The Edison, first announced by Intel CEO Brian Krzanich during his CES Keynote in January 2014, is a small form factor single-board-computer. Intended to engage prototypers and product designers in the Internet of Things and wearables markets, Edison has been evolving internally and is now available to the public as announced at Intel's Developer Forum (IDF) event in San Francisco.

The MSRP of $50.00 is in the neighborhood of the Raspberry Pi compute module, and links on Mouser show the average markup will be around $12-13.00 USD. Sparkfun is selling the module at the Intel MSRP, presumably due to the number of companion boards they announced.

With the amount of hardware built into the platform, it's no surprise that the base board ended up in a footprint slightly larger than an SD card, 35.5mm by 25.0mm. Many assumed the Edison would be another board based on the Quark architecture like its bigger sibling, Galileo. In truth, it's a combination of Intel silicon: a dual-core 500Mhz Silvermont Atom running Linux (a SoC originally for smartphones, the Atom Z34XX), and a low power, low-speed variant of the Quark designed to drive I/O via an RTOS.

********************

> **Written exercise A**
Count the lines in the records below that contain the string "rock", treating case as significant, and reply with the number alone.
> **Written exercise B**
Carry on the passage about the Intel Edison board from where it stops.

********************

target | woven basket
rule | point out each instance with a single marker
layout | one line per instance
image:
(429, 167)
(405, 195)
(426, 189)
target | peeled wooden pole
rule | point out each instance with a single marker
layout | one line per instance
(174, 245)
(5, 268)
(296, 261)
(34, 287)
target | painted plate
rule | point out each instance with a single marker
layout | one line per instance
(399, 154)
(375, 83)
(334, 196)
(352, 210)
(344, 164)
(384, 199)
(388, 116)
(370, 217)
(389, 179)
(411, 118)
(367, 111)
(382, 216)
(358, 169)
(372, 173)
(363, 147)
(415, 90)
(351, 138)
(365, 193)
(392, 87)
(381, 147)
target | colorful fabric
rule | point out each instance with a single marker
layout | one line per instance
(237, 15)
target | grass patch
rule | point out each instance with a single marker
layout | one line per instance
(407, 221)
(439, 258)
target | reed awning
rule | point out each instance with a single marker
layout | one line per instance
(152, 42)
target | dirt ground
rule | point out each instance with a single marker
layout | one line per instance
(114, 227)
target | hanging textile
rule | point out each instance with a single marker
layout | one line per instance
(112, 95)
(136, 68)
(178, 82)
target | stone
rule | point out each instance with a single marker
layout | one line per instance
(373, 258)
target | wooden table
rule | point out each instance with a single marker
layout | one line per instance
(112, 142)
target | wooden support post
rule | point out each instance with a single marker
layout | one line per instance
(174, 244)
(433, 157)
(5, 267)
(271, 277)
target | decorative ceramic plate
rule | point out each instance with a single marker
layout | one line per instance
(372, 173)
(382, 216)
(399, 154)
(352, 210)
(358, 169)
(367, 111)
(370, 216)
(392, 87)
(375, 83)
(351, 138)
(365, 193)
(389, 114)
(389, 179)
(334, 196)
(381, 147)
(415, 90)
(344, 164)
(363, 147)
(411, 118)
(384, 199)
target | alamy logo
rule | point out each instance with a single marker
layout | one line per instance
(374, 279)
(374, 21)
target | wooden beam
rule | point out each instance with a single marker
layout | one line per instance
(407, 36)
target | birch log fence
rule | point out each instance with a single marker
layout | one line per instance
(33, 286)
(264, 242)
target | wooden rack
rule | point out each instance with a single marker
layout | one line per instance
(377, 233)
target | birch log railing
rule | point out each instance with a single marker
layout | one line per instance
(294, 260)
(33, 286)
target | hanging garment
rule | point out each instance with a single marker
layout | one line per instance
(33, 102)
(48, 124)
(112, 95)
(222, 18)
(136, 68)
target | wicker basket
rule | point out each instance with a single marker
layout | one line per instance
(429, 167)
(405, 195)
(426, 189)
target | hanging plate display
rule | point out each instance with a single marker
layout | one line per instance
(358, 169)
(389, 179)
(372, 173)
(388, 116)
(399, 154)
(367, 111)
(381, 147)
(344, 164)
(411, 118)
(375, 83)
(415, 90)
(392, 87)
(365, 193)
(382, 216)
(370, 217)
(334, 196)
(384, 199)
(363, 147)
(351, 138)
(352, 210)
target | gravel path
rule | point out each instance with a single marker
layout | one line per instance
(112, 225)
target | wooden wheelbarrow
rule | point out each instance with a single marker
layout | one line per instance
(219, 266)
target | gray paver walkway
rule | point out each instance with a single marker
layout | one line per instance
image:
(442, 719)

********************

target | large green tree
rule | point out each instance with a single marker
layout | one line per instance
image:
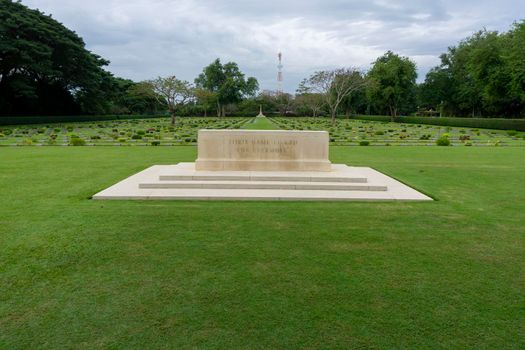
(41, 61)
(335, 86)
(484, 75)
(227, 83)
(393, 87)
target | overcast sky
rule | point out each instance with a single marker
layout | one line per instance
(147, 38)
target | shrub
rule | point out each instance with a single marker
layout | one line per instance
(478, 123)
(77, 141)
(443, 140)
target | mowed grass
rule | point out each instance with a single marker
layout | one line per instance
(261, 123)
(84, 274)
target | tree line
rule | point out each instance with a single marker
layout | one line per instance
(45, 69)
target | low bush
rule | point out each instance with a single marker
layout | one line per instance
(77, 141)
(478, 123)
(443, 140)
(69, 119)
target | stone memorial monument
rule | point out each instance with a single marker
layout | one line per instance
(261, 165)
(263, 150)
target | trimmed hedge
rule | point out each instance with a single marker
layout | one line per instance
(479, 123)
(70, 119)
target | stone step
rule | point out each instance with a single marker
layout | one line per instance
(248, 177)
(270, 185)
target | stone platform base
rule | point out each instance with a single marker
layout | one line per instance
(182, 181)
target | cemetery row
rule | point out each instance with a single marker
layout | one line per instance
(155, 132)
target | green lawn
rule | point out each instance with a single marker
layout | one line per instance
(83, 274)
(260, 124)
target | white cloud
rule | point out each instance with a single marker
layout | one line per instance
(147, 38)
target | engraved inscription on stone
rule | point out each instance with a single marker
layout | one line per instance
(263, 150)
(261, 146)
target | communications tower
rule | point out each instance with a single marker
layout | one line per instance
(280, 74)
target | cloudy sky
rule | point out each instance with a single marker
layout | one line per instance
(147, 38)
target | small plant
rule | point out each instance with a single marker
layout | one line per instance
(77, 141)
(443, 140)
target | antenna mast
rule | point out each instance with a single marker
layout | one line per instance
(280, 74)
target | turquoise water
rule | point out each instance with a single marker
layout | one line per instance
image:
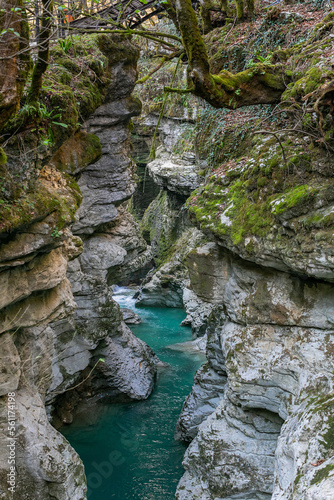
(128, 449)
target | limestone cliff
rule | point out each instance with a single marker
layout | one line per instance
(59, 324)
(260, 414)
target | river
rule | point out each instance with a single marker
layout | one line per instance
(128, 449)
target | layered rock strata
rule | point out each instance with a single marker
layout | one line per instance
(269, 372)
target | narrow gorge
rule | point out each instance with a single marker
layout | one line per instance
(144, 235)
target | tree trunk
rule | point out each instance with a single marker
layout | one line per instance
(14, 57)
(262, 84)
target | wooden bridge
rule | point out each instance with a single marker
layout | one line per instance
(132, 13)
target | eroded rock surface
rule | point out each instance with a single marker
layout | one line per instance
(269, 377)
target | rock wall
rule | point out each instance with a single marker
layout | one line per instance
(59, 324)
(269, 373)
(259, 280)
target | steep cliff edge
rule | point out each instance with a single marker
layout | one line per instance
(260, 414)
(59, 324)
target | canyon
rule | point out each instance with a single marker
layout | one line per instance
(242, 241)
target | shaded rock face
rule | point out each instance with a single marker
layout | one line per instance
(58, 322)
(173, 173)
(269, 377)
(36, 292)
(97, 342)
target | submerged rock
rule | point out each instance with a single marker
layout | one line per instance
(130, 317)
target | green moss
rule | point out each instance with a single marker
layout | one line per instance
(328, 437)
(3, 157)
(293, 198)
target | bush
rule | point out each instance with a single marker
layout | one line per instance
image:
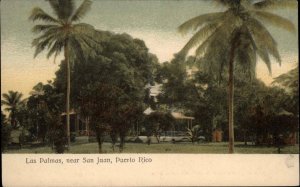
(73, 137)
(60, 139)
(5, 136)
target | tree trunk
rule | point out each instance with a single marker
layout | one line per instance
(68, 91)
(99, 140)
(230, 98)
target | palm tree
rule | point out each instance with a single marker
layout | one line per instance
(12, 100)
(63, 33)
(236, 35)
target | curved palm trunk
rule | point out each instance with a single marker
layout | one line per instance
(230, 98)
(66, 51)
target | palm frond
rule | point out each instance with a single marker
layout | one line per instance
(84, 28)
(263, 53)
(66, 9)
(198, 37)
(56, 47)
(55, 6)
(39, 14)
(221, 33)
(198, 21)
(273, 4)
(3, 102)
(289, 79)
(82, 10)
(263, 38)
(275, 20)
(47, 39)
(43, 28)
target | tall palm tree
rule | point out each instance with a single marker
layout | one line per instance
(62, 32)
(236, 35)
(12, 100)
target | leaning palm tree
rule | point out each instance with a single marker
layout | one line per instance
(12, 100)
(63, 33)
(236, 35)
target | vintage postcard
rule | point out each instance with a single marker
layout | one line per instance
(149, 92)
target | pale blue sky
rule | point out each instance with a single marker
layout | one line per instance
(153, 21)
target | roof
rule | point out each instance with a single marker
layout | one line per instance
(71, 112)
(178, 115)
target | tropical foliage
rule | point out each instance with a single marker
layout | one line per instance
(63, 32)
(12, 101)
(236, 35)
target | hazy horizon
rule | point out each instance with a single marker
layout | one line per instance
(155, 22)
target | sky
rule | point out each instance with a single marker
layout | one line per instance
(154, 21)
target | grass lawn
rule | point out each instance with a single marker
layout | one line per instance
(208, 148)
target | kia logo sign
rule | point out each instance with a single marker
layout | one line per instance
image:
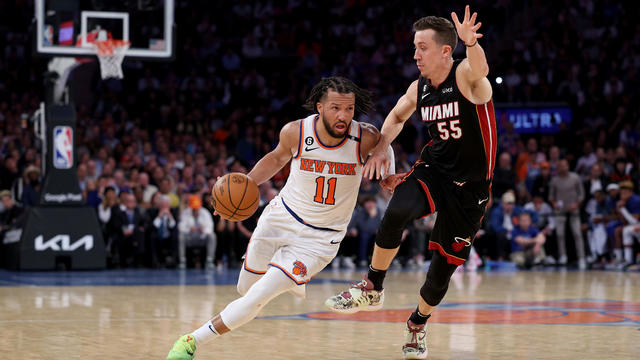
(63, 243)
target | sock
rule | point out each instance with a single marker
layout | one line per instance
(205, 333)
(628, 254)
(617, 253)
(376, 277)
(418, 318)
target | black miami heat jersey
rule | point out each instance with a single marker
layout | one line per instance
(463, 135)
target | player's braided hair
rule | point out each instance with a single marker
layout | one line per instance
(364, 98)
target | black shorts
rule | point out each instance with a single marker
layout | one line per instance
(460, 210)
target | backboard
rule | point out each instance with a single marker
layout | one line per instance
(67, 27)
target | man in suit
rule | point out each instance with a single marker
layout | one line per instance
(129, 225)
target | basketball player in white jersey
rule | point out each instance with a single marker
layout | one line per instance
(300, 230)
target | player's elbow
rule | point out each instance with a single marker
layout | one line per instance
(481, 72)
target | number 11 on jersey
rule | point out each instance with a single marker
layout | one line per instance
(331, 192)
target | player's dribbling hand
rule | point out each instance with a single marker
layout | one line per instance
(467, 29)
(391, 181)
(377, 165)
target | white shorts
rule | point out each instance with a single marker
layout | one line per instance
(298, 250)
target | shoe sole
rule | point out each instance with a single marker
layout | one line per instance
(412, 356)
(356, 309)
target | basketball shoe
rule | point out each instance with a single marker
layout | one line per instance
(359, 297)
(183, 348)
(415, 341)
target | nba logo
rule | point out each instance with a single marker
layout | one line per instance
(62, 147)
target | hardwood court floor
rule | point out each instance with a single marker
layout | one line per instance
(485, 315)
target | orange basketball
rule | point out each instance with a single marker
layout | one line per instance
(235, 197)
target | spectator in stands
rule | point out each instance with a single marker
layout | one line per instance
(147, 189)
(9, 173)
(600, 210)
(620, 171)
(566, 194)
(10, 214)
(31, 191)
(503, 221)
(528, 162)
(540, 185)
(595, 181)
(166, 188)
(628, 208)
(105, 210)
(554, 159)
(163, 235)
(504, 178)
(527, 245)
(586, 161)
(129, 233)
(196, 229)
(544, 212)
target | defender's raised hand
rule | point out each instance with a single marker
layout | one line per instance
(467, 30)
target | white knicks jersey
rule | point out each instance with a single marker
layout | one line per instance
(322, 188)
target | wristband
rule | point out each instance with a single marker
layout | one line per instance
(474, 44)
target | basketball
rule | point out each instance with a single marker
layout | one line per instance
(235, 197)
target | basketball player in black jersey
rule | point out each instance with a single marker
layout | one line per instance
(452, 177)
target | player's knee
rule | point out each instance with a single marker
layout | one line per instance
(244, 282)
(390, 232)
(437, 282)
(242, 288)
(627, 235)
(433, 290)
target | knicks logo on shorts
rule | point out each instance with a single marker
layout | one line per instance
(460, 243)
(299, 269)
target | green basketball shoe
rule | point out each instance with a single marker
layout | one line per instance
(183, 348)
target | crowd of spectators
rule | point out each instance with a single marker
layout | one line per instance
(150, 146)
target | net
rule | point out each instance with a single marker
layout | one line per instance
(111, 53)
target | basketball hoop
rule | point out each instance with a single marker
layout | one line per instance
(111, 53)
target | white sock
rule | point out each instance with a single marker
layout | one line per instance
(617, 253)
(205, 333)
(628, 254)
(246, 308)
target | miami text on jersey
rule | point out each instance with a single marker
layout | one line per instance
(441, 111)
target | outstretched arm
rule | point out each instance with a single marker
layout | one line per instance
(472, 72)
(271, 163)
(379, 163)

********************

> **Expected output A**
5

> **Expected output B**
For a quick overview of the tech specs, see the product brief over at the Intel Maker Portal.

Several months before IDF, a collaborator from Intel Labs and I submitted a joint proposal to prototype using Edison as part of an internal validation effort. The information & opinions contained in this post are assembled from two months of hands-on prototyping with Edison and its companion boards. The Quark/RTOS subsystem wasn't operational during the validation period, so that functionality isn't reviewed here.

Footprint, Breakouts, Launch Ecosystem

Size matters, and Edison is tiny. It's ~10% larger in area over an SD card, though 25% thicker. One important thing note is that Edison is a brain, conceptually similar to the Raspberry Pi compute module. The main difference is that the RPi compute breaks out pins using a common RAM module pinout, where Edison uses a much smaller 70 pin connector (of which 40 of which are available to users).

Boards

This 70 pin connector is not prototyping-friendly, explaining why two breakout boards designed by Intel are available at launch: the direct breakout, and the Arduino breakout.

The smaller of the two, the direct breakout (pictured above), contains the bare essentials: USB serial, USB OTG, and a proto area with the remaining pins. At ~$75.00 USD for the direct breakout + module, I would theorize that Intel is operating on razor-thin margins in order to encourage early platform adoption. It's a lot of hardware for the money.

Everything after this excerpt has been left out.